Problem:
Exactly as written, transcribe the lines that run from the one containing "In this exercise you will locate the white nightstand" to the end of the records below.
● ● ● ●
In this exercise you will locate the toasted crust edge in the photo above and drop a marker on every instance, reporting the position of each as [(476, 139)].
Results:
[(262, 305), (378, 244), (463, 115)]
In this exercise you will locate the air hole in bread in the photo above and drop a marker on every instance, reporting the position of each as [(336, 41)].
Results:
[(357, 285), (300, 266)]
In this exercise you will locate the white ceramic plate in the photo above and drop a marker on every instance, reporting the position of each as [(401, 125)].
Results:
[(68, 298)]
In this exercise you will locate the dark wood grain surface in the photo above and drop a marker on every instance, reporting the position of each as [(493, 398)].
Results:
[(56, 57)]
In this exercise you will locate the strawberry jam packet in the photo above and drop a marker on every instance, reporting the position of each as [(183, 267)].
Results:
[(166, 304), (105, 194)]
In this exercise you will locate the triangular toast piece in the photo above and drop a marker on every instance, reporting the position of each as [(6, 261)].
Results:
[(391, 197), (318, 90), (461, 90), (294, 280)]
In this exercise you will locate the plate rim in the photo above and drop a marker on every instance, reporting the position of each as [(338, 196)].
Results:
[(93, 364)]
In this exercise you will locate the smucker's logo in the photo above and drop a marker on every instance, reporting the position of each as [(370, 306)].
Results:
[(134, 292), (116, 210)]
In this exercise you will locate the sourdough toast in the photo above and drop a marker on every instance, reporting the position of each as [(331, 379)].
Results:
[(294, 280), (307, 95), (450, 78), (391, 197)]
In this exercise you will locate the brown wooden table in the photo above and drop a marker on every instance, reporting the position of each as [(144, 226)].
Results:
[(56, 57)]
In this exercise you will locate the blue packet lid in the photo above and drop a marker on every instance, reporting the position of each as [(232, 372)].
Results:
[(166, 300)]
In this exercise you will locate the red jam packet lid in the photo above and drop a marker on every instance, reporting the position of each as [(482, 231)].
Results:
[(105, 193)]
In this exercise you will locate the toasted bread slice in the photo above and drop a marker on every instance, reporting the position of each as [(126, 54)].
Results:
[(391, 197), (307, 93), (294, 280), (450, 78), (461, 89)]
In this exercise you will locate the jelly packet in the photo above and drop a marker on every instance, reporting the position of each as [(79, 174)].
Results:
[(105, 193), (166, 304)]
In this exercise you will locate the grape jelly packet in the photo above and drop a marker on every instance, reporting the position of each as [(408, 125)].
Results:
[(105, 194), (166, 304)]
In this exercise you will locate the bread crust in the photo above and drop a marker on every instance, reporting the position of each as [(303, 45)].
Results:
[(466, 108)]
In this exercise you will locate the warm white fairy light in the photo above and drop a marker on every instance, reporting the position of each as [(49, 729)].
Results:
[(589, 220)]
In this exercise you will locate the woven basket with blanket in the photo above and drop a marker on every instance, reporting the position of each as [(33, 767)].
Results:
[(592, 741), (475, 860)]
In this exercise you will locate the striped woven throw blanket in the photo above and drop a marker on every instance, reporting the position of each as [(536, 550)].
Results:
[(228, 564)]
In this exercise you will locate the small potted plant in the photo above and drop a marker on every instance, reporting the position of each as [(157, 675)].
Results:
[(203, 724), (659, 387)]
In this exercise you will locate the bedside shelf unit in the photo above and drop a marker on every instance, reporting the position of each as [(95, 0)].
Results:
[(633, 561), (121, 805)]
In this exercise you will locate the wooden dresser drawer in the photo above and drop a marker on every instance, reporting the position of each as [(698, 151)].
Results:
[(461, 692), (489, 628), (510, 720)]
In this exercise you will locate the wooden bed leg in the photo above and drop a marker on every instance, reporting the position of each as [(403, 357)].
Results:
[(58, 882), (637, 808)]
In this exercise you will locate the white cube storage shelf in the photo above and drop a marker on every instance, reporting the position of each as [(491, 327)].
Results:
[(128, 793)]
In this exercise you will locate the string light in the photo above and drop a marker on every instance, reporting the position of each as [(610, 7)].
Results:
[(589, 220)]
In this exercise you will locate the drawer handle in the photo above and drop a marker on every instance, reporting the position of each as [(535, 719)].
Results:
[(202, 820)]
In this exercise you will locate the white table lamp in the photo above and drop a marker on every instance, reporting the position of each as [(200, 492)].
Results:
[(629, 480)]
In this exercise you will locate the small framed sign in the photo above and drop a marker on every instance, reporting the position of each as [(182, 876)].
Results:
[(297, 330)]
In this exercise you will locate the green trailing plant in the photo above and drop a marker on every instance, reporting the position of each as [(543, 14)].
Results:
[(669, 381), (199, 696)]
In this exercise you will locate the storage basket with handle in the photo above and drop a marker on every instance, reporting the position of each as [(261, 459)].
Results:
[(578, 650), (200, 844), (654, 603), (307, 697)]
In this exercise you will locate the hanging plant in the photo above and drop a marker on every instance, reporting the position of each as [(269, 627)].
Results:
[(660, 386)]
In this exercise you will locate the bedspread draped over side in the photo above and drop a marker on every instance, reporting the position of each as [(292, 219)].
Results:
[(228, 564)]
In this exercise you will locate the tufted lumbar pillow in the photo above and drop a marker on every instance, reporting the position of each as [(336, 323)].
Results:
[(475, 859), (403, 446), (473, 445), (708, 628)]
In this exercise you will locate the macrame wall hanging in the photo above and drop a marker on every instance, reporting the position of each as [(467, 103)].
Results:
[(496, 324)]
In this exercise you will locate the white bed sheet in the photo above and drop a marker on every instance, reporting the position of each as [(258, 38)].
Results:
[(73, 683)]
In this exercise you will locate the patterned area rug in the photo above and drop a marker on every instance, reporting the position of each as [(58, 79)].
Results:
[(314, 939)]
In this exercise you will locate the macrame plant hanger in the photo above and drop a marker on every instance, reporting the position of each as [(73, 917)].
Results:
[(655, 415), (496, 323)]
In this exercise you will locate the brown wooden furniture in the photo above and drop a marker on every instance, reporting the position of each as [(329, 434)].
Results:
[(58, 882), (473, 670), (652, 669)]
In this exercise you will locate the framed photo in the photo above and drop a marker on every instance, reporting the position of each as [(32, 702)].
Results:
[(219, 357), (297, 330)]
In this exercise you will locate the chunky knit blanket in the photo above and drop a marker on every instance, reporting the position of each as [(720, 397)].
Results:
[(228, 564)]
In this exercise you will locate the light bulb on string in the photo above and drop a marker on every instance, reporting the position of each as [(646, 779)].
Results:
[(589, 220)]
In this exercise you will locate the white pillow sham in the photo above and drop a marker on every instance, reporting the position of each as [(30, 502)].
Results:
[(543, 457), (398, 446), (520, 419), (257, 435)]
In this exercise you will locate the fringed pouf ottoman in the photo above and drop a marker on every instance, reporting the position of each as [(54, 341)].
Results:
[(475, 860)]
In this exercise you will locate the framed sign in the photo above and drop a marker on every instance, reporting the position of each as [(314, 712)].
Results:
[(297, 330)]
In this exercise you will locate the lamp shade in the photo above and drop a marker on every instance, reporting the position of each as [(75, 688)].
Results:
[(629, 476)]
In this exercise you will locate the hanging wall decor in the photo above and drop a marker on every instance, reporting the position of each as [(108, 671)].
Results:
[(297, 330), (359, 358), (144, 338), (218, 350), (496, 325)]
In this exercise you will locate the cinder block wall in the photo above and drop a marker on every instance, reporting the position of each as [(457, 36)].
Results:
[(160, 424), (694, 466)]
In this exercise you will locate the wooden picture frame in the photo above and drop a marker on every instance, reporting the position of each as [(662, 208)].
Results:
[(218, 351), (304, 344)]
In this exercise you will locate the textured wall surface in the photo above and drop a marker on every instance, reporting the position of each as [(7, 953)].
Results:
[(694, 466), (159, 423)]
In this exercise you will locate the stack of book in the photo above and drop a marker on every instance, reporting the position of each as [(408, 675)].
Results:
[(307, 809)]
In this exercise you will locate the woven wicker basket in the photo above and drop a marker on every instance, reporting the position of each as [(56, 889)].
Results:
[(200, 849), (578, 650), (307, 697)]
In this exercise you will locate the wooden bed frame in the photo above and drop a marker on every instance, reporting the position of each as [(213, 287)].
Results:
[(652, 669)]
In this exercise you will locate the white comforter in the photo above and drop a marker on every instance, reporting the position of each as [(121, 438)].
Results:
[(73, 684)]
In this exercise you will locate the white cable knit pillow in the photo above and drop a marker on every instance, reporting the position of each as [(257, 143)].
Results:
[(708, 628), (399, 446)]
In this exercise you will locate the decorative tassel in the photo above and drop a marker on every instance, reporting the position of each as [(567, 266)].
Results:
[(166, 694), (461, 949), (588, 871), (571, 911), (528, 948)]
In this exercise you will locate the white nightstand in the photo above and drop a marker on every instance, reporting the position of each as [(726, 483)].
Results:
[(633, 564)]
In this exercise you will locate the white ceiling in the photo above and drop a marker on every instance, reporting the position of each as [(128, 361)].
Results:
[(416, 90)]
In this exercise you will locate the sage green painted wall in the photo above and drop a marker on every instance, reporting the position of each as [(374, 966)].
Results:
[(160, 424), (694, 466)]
● ● ● ●
Output of the exercise:
In this exercise you will locate the white nightstand in the photo above and drop a marker on every instance, reporting the position of each as [(726, 483)].
Results:
[(633, 564)]
In this exercise you will locate the white ceiling in the photo above and drop a marker on every instance, reporting the position of each as [(128, 361)].
Results:
[(416, 90)]
In this exercise you will locate the sage green painted wall in the photo above and drop a marker on every instance, reporting the position of each as [(374, 966)].
Results:
[(160, 424), (694, 466)]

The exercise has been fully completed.